* _Problem requirements_
Copy the material below word for word, from its first line through the line containing "pixel 54 242", including both of those lines.
## BEGIN
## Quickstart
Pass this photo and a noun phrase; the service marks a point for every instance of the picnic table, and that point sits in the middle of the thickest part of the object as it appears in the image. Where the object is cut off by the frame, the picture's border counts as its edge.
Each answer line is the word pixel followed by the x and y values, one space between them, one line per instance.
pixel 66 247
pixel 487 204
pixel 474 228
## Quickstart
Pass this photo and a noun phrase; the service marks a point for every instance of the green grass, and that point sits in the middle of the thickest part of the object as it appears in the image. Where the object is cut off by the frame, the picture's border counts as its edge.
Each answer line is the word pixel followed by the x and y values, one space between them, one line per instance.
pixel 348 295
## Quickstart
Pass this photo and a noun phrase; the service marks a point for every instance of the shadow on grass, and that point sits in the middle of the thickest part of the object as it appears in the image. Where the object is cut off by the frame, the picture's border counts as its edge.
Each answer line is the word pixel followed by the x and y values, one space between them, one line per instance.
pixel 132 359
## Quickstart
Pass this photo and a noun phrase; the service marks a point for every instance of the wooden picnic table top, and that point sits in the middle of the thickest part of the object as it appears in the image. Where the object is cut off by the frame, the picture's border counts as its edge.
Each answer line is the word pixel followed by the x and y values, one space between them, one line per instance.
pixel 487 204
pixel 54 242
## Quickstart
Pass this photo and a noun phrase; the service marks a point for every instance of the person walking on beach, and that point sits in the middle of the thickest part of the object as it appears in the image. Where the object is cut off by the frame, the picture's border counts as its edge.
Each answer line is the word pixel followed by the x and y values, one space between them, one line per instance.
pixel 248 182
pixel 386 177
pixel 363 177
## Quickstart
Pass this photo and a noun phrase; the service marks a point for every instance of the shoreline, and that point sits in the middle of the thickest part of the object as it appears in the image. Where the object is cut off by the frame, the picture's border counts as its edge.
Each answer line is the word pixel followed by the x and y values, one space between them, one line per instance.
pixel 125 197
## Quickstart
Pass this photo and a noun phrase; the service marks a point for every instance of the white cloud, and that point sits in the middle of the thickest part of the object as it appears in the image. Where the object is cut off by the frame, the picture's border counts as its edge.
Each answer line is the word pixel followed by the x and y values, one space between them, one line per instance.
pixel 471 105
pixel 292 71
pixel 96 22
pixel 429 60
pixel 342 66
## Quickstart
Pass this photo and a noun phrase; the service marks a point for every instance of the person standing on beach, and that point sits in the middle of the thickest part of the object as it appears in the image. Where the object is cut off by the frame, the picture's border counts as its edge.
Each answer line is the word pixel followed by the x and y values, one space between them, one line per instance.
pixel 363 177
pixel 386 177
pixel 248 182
## END
* _Result of this exercise_
## Quickstart
Pass this photo and a noun phrase; the service marks a point for every instance of the picnic table, and that point sits in the middle of the thickest part of the object as it appears in the image. Where the object is cut off by the frame, the picture's border counts as its edge.
Each answer line is the word pixel followed by the x and y values, one space between them, one line per instance.
pixel 66 247
pixel 487 204
pixel 474 228
## Quickstart
Pass this photo and a noun phrase; the service marks a point for every instance of the green grass, and that point sits in the middle of the thickest part of the object as it appears in the image. Where the object is cut off by the frame, the picture's border counts as its edge.
Each answer line is the word pixel followed by the x and y values, one space between them, one line per instance.
pixel 348 295
## Quickstart
Pass this photo and a noun phrase; the service marks a point for every instance of the shadow on grass, and that point sits in the middle of the thickest part of the object as it appears in the image. Where the object is cut off by the frame, the picture's border counts as its edge.
Each answer line is the word pixel followed by the x and y values, one space between them, one line per instance.
pixel 132 359
## Quickstart
Pass this photo and a noun phrase; the service marks a point for every instance of the wooden picnic table top, and that point sits in the middle of the thickest part of the object as it appears in the image. Where the object is cut off by the frame, the picture's border counts as its edge.
Each answer line is the word pixel followed by the x and y values, one space between them, one line per instance.
pixel 487 204
pixel 54 242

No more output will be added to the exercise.